**The request**.
Copy out the lines of the material between the line containing "Where can you spot the raised" and the line containing "pixel 163 275", inclusive, reproducing them verbatim.

Dataset excerpts on object pointing:
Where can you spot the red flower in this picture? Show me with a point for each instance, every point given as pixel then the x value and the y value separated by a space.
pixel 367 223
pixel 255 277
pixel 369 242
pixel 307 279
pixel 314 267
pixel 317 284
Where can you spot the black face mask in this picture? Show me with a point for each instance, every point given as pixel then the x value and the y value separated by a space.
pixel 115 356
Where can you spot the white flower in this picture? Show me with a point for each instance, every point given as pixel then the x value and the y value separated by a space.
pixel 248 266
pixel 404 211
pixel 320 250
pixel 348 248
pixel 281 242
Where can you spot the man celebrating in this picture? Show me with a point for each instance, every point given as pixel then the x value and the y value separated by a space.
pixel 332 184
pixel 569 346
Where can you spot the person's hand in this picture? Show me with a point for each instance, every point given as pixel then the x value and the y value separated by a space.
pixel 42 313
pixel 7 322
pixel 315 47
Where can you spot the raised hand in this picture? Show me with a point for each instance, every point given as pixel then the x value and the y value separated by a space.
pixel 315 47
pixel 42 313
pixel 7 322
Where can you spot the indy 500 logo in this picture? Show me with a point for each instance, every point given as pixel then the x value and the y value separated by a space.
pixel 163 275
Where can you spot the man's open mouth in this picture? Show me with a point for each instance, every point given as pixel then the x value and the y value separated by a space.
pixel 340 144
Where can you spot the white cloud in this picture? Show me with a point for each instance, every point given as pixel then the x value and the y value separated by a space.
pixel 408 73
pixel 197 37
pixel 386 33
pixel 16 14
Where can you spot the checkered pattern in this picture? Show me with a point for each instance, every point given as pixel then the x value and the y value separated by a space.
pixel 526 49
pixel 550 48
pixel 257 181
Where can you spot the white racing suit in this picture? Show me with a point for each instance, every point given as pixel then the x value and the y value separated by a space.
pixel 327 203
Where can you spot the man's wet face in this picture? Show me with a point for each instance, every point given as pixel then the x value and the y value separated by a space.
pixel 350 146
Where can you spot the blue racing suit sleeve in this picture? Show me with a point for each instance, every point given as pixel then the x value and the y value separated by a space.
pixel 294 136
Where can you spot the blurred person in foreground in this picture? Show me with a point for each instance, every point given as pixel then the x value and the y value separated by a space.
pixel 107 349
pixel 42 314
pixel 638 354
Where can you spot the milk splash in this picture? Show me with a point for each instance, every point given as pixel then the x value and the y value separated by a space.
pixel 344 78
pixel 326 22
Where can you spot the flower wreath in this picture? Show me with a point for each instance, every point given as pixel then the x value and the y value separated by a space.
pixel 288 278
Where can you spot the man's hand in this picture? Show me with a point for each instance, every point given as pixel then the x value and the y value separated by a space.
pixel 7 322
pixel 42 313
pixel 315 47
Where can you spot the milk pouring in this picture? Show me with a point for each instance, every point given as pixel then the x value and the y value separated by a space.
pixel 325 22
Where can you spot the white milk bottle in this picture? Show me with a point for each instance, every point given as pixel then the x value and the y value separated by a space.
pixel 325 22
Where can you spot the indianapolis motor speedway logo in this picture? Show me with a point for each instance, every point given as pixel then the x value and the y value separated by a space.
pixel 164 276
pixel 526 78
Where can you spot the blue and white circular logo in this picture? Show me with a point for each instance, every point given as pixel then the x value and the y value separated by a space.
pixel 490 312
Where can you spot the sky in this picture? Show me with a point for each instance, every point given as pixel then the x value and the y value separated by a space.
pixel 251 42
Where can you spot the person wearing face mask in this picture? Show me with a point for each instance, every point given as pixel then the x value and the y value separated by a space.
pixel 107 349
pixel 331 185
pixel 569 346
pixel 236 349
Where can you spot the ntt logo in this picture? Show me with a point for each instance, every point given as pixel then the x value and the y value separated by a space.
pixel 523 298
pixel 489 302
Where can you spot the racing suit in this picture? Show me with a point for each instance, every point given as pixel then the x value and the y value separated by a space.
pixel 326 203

**Response below**.
Where can you spot the raised hand in this picture? Show me with a point for each instance, every point given as pixel then the x value and the y value separated by a space.
pixel 315 47
pixel 42 313
pixel 7 322
Where can you spot the indy 500 logo in this picture? Show me with a point for each instance, every point given as pixel then the x value and the y value separated by a space.
pixel 163 275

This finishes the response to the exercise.